[[ Dataset open ]]

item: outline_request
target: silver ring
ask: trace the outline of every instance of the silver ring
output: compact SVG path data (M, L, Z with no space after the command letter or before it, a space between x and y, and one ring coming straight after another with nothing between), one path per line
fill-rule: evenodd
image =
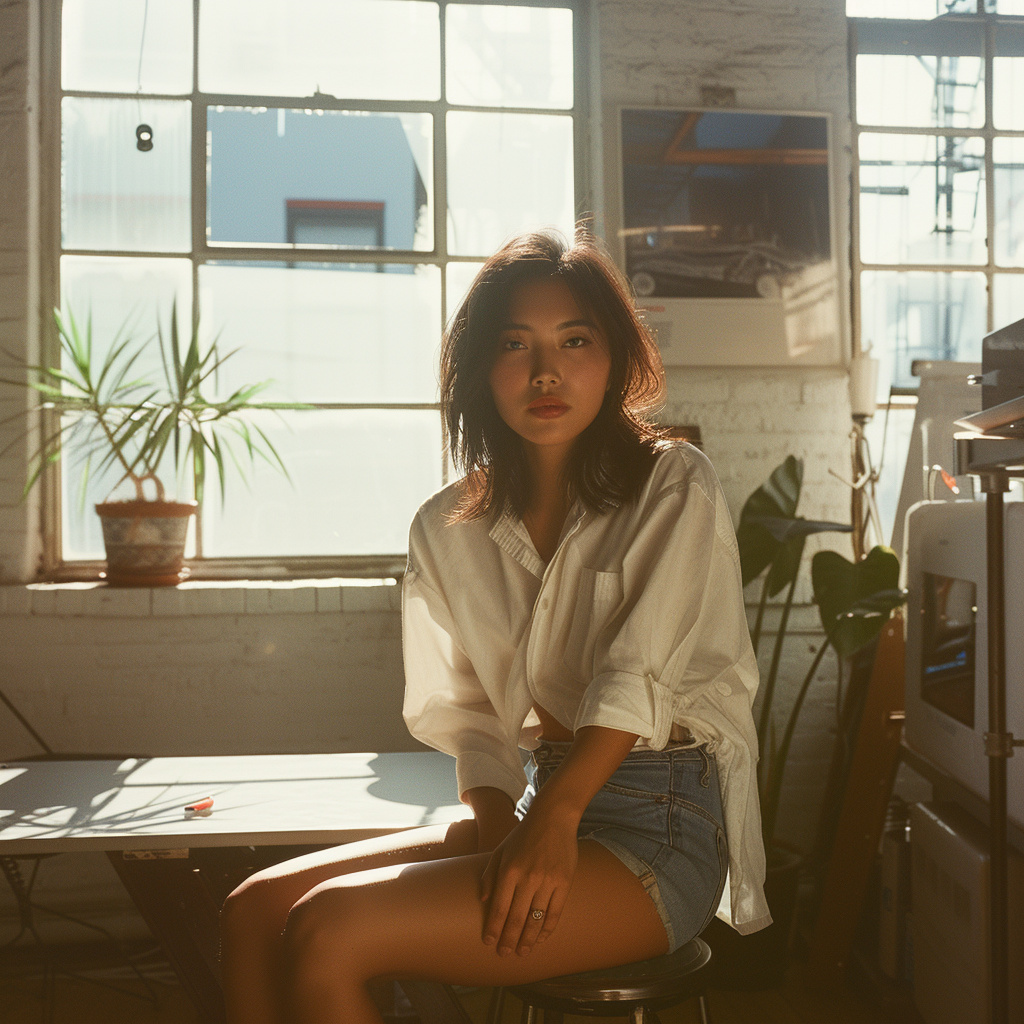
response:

[[ Dataset closed ]]
[[ Dataset open ]]

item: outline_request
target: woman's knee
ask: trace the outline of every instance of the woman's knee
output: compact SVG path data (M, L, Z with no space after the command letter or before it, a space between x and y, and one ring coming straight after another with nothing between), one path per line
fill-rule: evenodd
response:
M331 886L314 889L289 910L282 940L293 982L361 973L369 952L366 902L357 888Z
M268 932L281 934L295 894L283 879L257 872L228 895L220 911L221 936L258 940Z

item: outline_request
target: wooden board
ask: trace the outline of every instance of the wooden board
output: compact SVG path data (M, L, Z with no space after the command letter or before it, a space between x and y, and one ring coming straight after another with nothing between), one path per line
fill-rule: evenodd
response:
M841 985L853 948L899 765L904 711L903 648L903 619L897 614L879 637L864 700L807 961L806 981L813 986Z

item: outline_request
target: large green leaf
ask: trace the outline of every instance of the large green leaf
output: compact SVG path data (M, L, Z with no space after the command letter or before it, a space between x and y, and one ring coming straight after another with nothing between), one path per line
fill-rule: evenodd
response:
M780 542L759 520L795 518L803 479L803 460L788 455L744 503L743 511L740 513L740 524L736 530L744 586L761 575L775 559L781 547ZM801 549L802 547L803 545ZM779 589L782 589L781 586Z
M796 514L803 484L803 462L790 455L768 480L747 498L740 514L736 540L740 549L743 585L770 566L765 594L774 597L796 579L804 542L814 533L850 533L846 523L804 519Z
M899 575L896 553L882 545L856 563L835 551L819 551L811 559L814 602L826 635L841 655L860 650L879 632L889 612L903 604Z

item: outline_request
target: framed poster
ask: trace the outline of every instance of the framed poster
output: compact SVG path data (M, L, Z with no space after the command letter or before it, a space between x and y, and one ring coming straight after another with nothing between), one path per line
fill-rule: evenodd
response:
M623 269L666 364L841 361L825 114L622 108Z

[[ Dataset closed ]]
[[ Dataset open ]]

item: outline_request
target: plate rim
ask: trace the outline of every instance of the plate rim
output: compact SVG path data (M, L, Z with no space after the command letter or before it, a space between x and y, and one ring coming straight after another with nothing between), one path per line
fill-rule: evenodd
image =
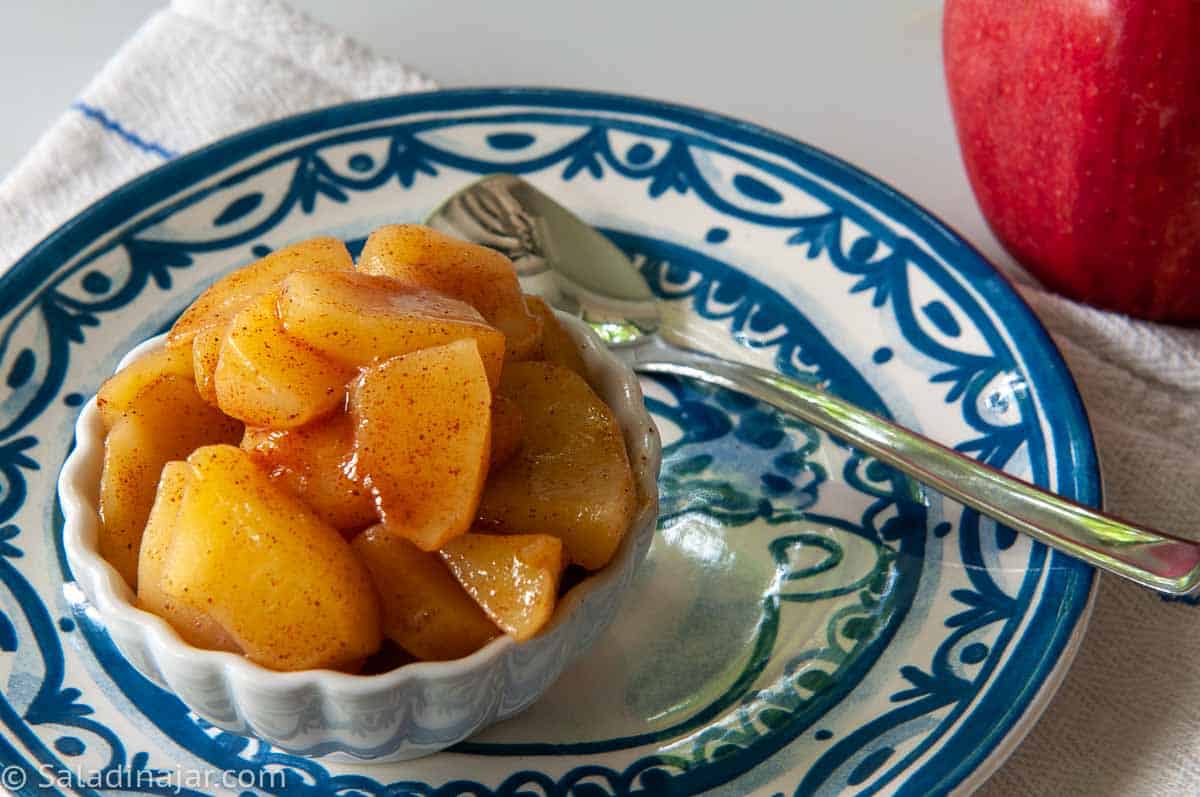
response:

[[ Dataset closed ]]

(Try it): Determine how many lines of the data contain "wooden" and give nothing but that number.

(Response to the task): 2